---------- DATA IN THIS EXERCISE

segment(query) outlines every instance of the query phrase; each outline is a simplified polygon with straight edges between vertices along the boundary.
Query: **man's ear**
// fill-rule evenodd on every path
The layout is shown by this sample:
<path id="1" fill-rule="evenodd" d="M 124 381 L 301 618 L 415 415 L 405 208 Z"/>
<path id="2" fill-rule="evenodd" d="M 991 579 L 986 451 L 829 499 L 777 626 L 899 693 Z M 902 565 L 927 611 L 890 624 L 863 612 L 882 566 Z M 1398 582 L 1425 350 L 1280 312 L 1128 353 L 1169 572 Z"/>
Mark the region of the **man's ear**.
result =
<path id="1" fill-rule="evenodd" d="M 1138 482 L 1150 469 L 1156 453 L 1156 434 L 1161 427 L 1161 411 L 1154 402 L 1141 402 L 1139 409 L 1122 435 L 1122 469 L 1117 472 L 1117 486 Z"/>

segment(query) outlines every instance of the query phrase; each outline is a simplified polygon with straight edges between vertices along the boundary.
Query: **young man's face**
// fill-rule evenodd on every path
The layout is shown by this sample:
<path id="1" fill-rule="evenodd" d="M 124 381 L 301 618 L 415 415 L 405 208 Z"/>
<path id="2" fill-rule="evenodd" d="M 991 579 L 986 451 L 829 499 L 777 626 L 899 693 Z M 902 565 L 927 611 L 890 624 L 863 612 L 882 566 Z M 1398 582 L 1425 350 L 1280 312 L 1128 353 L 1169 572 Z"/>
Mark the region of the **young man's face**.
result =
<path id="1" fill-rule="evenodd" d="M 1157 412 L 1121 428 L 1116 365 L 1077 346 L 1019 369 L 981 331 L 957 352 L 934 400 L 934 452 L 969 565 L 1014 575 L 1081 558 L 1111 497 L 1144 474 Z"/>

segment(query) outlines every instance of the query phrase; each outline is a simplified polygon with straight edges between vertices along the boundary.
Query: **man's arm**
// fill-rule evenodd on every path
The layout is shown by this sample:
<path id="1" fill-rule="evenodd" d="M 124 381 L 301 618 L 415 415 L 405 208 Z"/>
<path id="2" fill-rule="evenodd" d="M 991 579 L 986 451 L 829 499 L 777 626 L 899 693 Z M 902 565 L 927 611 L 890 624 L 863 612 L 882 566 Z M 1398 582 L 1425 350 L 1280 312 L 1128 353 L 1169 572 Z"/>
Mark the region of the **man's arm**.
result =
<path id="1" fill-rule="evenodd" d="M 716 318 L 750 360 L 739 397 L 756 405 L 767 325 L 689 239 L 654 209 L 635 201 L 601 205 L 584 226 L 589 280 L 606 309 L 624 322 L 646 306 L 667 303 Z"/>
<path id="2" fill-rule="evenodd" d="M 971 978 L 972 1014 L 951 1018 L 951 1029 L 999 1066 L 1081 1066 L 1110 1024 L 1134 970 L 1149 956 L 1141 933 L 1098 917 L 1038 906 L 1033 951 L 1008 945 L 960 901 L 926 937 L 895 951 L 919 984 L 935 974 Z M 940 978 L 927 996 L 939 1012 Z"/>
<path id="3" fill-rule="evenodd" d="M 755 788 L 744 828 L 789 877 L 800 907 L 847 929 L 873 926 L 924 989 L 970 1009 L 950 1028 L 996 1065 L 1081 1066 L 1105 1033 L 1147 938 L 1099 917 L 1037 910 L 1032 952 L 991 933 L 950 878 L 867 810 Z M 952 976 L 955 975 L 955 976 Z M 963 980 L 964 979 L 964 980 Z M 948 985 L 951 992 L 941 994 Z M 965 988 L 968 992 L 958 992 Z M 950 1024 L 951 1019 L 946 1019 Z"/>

--------------------

▸ EXERCISE: Please state how many lines in the preceding material contain the word "Mark", with no other output.

▸ SOLVED EXERCISE: 3